*** Selected passage ***

Summary
In Weinberger, the Court found evidence of both unfair dealing and unfair price and stated that "a primary issue mandating reversal" was the non-disclosure of a feasibility study indicating that the merger would have been a good investment for the parent company at a price higher than what was offered.
Summary of this case from Rabkin v. Philip A. Hunt Chemical Corp.Opinion
Submitted September 7, 1979.
Decided November 28, 1979.
William Prickett, of Prickett, Sanders, Jones, Elliott Kristol, Wilmington, for plaintiff.
A. Gilchrist Sparks, III, of Morris, Nichols, Arsht Tunnell, Wilmington, for defendant UOP, Inc.
Robert K. Payson, of Potter, Anderson Corroon, Wilmington, and Alan N. Halkett, of Latham Watkins, Los Angeles, Cal., for defendant The Signal Companies, Inc.
R. Franklin Balotti, of Richards, Layton Finger, Wilmington, for defendant Lehman Brothers Kuhn Loeb, Inc.

*** Record excerpts ***

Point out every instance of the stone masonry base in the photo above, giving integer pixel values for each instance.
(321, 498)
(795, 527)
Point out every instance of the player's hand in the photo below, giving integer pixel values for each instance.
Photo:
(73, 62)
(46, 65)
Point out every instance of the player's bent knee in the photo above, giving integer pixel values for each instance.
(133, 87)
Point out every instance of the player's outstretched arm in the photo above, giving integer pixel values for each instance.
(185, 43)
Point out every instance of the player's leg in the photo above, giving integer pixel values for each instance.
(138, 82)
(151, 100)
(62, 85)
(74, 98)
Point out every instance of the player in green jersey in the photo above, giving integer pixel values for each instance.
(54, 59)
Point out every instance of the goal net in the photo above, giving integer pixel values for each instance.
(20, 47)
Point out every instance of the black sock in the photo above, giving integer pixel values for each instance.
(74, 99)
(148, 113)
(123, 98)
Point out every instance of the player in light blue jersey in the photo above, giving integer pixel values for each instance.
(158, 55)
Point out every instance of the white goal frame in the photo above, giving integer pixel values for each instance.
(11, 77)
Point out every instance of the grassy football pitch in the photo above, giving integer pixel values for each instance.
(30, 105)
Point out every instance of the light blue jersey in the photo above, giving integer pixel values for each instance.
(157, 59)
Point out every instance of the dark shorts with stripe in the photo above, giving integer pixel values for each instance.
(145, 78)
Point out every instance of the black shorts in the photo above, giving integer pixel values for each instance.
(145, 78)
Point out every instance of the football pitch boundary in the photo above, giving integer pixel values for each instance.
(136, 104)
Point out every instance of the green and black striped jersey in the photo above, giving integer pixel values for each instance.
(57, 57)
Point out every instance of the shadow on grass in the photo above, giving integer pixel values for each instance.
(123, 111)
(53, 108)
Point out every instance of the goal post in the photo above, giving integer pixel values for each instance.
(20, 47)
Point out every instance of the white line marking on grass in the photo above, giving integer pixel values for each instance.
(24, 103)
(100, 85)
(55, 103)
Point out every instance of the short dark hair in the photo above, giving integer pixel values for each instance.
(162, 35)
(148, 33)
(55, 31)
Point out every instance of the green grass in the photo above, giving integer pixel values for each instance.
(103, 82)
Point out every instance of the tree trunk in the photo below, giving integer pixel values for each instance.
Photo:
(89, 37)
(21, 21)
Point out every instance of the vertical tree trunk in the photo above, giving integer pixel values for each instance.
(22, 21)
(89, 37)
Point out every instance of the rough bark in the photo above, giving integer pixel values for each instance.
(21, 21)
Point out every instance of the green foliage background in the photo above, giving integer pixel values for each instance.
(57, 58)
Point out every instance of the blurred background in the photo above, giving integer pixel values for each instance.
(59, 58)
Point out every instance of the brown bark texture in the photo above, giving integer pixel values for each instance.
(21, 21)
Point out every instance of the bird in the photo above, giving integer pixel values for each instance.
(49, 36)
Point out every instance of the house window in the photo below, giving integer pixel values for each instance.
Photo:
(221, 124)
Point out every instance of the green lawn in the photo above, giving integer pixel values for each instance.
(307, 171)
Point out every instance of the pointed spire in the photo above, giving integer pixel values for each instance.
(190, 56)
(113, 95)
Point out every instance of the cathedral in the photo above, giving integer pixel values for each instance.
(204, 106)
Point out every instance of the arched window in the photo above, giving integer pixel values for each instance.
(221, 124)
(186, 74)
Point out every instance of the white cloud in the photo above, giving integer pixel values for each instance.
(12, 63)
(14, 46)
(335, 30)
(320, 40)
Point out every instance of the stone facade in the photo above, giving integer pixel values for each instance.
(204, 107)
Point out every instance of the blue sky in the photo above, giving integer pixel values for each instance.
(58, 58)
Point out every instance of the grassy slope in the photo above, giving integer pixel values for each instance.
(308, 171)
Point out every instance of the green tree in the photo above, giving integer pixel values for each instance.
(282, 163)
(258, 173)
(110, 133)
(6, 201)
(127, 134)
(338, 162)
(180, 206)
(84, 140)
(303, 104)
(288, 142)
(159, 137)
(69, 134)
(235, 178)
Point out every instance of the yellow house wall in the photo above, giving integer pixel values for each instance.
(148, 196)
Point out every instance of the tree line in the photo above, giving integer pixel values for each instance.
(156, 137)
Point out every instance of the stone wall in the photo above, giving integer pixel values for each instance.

***

The task:
Resume the Weinberger case text above, writing on from the line that follows its final listed counsel.

Written answer:
In this class action suit attacking the fairness of the terms of a corporate merger whereby the defendant, The Signal Companies, Inc. ("Signal") acquired the all outstanding minority shares of the defendant UOP, Inc. ("UOP") in return for a cash payment per share to the former minority shareholders of UOP, the defendants Signal, UOP and Lehman Brothers Kuhn Loeb, Inc., ("Lehman Brothers") have moved to dismiss the complaint pursuant to Rule 12(b)(6) for failure to state a claim upon which relief can be granted.
On such a motion, it is generally accepted that all inferences must be construed in favor of the plaintiff and the complaint may not be dismissed unless it appears to a reasonable certainty that the plaintiff would not be entitled to relief under any set of facts which could be proved in support of his claim. Fish Engineering Corporation v. Hutchinson, Del. Ch. , 162 A.2d 722 (1960). The well-pleaded allegations of the complaint are accepted as true for the purpose of such a motion. Danby v. Osteopathic Hosp. Ass'n., Del. Ch. , 101 A.2d 308 (1953), aff'd, Del.Supr., 104 A.2d 903 (1954). At the same time, such a motion does not concede pleaded conclusions of law or fact where there are no allegations of specific facts which would support such conclusions. Cohen v. Mayor and Council of Wilmington, Del. Ch. , 99 A.2d 393 (1953); Perry v. Missouri-Kansas Pipe Line Co., Del. Ch. , 191 A. 823 (1937). This is of critical significance here.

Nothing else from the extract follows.